Provided text:

***

Limits on jumbo mbuf cluster allocation

Fri Mar 8 07:10:43 UTC 2013

I have a machine (actually six of them) with an Intel dual-10G NIC on
the motherboard.  Two of them (so far) are connected to a network
using jumbo frames, with an MTU a little under 9k, so the ixgbe driver
allocates 32,000 9k clusters for its receive rings.  I have noticed,
on the machine that is an active NFS server, that it can get into a
state where allocating more 9k clusters fails (as reflected in the
mbuf failure counters) at a utilization far lower than the configured
limits -- in fact, quite close to the number allocated by the driver
for its rx ring.  Eventually, network traffic grinds completely to a
halt, and if one of the interfaces is administratively downed, it
cannot be brought back up again.  There's generally plenty of physical
memory free (at least two or three GB).

***

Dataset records
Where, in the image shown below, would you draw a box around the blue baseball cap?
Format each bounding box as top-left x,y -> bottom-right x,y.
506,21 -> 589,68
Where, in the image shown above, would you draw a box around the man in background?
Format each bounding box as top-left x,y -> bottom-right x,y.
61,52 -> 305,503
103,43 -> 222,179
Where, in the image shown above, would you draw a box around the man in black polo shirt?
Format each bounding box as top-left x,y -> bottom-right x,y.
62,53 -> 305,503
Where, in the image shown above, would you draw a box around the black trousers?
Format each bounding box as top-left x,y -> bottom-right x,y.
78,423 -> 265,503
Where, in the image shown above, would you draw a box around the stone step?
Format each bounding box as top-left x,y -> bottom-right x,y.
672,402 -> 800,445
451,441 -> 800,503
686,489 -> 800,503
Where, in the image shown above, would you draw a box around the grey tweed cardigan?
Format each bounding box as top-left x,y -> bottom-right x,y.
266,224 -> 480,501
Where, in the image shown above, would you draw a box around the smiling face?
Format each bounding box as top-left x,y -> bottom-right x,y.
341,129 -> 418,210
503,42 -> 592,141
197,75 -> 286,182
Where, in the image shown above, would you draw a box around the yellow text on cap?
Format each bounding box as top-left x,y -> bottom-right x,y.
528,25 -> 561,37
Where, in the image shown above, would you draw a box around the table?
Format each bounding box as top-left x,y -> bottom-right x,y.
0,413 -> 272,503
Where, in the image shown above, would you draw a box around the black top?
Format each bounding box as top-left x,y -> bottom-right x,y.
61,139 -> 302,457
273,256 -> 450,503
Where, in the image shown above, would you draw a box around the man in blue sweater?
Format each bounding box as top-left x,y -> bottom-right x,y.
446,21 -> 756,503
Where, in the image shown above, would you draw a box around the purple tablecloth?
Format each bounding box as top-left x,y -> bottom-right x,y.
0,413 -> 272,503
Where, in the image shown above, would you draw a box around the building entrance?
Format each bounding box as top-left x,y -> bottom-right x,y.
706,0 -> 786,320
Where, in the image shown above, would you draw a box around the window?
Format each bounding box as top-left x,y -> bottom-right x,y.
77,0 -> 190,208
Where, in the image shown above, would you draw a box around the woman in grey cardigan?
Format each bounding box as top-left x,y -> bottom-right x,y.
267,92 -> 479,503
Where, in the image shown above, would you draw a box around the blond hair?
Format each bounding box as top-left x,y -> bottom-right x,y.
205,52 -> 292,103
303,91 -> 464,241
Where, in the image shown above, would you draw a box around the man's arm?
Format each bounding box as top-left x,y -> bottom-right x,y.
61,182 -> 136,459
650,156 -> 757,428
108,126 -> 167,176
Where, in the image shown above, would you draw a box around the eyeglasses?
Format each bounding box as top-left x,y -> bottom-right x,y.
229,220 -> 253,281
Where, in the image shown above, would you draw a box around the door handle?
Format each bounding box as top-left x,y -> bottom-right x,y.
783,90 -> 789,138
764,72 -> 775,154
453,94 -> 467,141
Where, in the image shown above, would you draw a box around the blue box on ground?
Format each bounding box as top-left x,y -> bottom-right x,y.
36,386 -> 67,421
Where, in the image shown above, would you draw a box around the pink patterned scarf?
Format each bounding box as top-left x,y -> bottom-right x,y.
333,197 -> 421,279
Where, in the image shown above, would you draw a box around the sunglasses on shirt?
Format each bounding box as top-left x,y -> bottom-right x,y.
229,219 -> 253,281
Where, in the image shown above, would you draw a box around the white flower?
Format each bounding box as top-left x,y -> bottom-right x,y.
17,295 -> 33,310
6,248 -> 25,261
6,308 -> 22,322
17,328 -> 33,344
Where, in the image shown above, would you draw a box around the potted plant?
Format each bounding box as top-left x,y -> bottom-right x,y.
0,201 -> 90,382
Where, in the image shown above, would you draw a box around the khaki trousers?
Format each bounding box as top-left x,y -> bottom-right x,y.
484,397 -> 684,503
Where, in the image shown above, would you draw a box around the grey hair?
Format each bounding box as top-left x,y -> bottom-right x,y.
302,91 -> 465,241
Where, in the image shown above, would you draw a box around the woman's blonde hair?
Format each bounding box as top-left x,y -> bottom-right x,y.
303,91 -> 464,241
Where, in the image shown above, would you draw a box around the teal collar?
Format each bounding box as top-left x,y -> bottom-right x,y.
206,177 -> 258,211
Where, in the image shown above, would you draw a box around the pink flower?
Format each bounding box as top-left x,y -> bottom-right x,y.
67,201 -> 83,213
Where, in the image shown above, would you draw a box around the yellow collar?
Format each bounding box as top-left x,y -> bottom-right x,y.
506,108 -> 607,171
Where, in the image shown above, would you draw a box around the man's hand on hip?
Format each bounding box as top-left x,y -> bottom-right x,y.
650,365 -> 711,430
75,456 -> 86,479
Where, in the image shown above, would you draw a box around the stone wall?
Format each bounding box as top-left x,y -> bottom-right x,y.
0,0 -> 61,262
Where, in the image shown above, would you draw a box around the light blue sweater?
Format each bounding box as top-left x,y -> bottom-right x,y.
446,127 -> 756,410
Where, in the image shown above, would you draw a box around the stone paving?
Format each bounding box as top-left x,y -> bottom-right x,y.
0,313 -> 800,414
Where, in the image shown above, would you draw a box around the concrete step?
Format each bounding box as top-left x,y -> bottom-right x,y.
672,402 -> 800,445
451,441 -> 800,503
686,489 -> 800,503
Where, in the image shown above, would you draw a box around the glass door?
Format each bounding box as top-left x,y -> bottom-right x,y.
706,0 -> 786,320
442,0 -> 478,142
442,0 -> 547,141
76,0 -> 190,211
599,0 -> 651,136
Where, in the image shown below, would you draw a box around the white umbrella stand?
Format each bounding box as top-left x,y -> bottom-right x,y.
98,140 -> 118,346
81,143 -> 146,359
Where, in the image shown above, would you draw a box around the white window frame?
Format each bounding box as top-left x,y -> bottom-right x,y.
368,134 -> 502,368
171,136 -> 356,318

***

Set tasks:
**a.** In the records, swap "light blue" for "pale blue" in the lines running from the line with "the stone wall?" up to and including the line with "0,313 -> 800,414". Leave everything else unchanged and return only those lines.
**b.** Write the next part of the post about failing jumbo mbuf cluster allocation, picking up right after its last sentence.

Set of answers:
**a.**
Where, in the image shown above, would you draw a box around the stone wall?
Format each bounding box as top-left x,y -> bottom-right x,y.
0,0 -> 61,262
Where, in the image shown above, would you draw a box around the pale blue sweater?
Format each bounding box as top-left x,y -> bottom-right x,y.
446,127 -> 756,410
Where, in the image shown above, would you draw a box around the stone paving?
Format each bounding box as top-left x,y -> bottom-right x,y.
0,313 -> 800,414

**b.**
There are no console messages generated to indicate what is going on,
and overall UMA usage doesn't look extreme.  I'm guessing that this is
a result of kernel memory fragmentation, although I'm a little bit
unclear as to how this actually comes about.  I am assuming that this
hardware has only limited scatter-gather capability and can't receive
a single packet into multiple buffers of a smaller size, which would
reduce the requirement for two-and-a-quarter consecutive pages of KVA
for each packet.  In actual usage, most of our clients aren't on a
jumbo network, so most of the time, all the packets will fit into a
normal 2k cluster, and we've never observed this issue when the
*server* is on a non-jumbo network.

Does anyone have suggestions for dealing with this issue?  Will
increasing the amount of KVA (to, say, twice physical memory) help
things?  It seems to me like a bug that these large packets don't have
their own submap to ensure that allocation is always possible when
sufficient physical pages are available.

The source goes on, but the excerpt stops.